### Planteamiento del problema
Edite el material desde la línea que contiene "Every instance of the man wearing" hasta la línea que contiene "pixel 305 189", ambas incluidas. Reescriba solo esas líneas, sustituya cada aparición de "face mask" por "respirator" y deje todo lo demás sin cambios.

[Material de identificación de posiciones]
━━━━━━━━━━━━━━━━━━━━━━━━━━━━━━
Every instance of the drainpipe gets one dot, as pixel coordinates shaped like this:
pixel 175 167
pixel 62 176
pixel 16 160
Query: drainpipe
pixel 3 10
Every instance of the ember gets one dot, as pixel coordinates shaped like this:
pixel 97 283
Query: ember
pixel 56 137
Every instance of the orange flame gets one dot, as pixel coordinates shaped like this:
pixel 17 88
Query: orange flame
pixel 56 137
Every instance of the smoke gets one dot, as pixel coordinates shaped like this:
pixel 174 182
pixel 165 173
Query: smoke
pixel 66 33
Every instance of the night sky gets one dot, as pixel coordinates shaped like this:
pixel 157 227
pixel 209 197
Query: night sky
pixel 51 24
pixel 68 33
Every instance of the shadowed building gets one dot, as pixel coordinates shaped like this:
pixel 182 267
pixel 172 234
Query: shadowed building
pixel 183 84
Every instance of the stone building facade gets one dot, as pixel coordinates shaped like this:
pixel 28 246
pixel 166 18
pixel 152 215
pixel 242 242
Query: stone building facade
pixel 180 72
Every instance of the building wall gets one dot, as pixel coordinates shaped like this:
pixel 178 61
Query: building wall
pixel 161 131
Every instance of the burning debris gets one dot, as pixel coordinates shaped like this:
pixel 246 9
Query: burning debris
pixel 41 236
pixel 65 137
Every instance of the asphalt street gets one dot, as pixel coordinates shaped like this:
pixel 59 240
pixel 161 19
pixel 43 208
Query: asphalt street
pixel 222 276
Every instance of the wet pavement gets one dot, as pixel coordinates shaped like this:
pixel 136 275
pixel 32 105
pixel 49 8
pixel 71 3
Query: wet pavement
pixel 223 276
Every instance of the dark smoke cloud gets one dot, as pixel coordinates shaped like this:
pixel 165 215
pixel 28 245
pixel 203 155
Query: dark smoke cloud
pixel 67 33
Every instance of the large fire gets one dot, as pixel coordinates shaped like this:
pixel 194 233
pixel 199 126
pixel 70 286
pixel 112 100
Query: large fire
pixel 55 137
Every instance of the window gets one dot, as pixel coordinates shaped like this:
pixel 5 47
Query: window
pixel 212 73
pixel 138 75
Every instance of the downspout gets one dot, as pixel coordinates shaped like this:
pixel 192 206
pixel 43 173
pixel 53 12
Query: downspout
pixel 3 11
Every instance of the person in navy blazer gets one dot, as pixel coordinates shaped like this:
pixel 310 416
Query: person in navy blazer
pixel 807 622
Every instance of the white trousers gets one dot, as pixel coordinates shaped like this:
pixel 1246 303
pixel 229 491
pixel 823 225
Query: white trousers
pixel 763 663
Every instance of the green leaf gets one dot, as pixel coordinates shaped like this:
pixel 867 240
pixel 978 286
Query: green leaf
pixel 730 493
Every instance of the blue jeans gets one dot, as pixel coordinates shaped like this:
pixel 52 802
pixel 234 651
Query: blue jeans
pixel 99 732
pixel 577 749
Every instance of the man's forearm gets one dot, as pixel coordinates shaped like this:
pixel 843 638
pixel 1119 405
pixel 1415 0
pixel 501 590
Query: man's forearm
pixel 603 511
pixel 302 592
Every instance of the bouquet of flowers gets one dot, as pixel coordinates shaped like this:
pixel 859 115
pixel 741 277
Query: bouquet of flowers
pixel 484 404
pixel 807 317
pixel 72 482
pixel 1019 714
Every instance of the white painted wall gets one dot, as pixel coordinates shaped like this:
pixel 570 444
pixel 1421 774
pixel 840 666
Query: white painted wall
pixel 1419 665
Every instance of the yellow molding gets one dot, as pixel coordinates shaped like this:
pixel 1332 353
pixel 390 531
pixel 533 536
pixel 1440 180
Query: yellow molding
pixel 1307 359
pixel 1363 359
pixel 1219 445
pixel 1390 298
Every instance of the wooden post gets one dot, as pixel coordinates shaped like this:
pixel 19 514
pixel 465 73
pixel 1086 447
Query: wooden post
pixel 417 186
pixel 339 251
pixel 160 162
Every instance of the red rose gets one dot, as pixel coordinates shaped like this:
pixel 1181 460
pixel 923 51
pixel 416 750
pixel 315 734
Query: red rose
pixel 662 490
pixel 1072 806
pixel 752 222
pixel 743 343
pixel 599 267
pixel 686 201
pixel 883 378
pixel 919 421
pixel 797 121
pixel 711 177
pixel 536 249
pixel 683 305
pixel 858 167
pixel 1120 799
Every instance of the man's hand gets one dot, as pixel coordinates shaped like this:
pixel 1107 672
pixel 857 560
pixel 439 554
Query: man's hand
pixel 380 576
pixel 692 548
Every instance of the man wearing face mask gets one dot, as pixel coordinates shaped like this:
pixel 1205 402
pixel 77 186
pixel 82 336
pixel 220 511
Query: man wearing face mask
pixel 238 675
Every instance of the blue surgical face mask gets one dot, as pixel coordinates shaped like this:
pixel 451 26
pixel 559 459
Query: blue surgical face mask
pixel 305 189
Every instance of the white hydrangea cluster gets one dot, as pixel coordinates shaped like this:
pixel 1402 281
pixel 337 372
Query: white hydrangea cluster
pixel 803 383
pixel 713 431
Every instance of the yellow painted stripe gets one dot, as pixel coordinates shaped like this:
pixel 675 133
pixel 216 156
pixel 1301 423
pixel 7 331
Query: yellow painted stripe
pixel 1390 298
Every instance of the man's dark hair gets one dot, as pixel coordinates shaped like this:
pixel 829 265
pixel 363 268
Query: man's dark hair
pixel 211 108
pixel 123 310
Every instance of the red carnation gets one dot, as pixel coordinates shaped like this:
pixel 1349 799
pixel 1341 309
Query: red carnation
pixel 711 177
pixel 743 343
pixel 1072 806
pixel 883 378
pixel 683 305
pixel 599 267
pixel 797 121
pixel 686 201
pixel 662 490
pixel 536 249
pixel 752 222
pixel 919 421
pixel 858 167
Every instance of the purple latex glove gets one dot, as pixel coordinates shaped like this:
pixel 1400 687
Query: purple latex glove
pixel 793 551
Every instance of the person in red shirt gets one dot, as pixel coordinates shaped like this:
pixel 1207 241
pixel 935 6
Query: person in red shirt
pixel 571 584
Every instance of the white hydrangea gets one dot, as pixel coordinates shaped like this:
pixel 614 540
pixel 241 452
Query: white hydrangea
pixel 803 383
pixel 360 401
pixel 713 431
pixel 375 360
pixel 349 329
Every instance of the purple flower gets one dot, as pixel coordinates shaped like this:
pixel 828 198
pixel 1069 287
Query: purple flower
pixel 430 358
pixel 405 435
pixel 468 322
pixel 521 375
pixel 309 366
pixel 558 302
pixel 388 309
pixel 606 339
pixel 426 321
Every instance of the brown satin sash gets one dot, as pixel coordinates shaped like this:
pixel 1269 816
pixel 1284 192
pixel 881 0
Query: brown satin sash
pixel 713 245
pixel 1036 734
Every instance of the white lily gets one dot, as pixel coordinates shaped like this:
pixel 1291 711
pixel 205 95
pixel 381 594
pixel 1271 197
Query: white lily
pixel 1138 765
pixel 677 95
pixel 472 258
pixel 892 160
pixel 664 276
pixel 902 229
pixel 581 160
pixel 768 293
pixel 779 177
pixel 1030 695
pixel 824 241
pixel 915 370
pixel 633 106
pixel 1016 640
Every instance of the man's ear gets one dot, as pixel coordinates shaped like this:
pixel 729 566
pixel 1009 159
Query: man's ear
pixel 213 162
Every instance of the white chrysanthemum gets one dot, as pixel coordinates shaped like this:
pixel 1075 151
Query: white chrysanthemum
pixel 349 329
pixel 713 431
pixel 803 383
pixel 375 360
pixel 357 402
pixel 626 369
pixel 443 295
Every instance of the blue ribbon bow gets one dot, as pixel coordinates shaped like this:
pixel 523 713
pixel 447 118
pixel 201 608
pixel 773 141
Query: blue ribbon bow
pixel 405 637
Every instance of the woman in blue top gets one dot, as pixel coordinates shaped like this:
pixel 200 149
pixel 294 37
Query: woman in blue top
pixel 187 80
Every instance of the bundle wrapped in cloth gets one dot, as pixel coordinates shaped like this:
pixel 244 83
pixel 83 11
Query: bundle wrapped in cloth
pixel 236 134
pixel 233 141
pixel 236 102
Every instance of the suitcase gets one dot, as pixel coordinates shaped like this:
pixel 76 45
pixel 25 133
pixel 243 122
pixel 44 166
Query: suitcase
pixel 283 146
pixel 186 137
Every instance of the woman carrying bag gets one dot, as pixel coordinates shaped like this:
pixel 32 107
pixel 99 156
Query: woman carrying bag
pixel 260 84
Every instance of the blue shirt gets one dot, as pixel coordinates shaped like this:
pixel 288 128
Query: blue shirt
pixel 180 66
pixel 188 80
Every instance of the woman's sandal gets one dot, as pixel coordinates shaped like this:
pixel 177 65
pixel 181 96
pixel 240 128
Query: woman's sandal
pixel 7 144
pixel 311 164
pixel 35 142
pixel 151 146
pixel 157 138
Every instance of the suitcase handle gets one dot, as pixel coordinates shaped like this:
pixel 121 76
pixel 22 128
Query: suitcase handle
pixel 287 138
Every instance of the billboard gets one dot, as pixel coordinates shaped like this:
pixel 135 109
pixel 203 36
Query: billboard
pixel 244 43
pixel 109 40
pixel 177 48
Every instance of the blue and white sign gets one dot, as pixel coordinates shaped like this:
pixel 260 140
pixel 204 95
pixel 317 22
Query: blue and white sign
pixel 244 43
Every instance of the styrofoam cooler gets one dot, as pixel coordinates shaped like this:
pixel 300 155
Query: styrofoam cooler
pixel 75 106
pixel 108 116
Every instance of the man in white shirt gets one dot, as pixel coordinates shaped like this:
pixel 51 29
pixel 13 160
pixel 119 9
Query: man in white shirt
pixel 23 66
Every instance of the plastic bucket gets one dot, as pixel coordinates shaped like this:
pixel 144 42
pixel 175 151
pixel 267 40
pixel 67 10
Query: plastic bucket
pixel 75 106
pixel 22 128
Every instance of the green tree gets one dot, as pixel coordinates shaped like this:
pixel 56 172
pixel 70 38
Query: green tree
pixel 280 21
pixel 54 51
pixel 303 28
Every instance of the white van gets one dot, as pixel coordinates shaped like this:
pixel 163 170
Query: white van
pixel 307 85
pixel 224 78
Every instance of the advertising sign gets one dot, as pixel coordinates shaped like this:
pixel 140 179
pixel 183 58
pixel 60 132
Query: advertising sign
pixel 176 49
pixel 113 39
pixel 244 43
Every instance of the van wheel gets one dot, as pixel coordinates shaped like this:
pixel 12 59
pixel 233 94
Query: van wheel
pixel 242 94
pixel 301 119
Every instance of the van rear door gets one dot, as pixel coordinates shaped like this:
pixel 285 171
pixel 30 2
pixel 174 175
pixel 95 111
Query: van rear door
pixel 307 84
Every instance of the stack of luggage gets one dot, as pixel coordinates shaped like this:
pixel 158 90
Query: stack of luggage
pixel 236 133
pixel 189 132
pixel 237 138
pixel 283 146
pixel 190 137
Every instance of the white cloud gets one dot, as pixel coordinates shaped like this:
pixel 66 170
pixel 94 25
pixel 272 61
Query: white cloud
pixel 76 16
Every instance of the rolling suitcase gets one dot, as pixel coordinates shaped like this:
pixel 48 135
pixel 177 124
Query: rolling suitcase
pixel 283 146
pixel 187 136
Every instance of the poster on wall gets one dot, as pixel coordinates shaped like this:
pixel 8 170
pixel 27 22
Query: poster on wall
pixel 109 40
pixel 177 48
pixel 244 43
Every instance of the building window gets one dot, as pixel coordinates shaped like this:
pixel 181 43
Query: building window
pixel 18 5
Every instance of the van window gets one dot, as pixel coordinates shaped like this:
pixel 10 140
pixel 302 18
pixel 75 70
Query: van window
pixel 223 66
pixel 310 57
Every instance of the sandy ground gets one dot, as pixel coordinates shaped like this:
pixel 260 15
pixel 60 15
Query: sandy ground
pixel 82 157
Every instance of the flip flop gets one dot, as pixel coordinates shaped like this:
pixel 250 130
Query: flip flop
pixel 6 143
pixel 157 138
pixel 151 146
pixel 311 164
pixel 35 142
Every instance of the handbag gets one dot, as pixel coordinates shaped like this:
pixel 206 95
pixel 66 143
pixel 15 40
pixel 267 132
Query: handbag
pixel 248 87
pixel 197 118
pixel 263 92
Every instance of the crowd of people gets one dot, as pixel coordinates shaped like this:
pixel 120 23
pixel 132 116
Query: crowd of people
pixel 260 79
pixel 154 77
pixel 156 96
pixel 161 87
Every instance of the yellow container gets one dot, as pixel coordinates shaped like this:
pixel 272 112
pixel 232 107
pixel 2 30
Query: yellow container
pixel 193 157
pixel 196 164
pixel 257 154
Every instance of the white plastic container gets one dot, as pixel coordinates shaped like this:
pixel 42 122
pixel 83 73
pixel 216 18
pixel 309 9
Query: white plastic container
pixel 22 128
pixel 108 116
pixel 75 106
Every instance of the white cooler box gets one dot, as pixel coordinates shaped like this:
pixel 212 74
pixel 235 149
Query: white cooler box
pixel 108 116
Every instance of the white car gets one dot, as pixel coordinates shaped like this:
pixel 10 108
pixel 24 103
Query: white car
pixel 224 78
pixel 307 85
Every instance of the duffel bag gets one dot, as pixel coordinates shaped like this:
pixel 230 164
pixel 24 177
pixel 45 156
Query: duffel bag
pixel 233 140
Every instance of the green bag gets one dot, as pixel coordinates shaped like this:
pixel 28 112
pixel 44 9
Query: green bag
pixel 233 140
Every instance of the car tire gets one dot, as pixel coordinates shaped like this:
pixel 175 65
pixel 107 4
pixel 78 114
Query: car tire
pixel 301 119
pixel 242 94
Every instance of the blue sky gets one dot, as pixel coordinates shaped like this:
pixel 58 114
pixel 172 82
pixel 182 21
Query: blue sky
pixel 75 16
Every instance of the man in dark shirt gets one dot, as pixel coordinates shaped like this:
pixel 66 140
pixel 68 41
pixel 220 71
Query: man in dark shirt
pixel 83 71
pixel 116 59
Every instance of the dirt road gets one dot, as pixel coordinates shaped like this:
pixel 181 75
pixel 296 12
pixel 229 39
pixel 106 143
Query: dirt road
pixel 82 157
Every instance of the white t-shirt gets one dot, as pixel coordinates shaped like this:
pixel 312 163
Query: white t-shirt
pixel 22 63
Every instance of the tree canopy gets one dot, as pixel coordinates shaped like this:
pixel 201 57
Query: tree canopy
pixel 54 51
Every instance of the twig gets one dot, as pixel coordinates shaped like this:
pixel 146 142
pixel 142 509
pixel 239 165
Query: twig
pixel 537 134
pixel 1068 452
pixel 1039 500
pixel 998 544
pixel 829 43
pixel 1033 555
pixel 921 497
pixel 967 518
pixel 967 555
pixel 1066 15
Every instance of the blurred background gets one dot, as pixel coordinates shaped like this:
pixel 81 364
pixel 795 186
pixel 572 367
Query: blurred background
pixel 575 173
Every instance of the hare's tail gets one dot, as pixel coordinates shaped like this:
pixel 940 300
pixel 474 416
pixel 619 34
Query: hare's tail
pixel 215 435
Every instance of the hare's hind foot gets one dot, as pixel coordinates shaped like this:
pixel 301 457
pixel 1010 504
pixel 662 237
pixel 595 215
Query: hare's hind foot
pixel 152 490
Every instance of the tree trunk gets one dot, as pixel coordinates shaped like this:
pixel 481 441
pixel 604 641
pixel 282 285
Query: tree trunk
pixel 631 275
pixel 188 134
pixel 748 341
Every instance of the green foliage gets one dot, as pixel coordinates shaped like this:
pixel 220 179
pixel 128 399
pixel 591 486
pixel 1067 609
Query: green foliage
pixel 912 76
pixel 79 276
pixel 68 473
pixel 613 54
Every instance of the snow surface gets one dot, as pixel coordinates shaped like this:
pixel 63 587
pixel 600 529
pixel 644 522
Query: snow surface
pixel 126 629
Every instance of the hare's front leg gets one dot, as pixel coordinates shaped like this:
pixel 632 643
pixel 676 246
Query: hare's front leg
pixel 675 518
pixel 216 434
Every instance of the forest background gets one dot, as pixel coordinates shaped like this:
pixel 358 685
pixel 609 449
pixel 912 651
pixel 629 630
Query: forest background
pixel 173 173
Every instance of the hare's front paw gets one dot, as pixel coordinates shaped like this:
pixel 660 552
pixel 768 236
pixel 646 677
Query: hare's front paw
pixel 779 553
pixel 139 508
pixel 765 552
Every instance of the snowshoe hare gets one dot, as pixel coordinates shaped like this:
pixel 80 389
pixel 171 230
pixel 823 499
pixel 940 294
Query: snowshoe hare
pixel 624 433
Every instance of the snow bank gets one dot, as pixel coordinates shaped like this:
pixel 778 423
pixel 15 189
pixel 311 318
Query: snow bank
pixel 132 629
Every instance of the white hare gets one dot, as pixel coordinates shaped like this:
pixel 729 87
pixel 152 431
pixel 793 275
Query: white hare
━━━━━━━━━━━━━━━━━━━━━━━━━━━━━━
### Ejercicio resuelto
Every instance of the man wearing respirator gets one dot, as pixel coordinates shaped like this:
pixel 1205 402
pixel 77 186
pixel 82 336
pixel 220 511
Query: man wearing respirator
pixel 238 675
Every instance of the blue surgical respirator gets one dot, as pixel coordinates shaped like this:
pixel 451 26
pixel 559 459
Query: blue surgical respirator
pixel 305 189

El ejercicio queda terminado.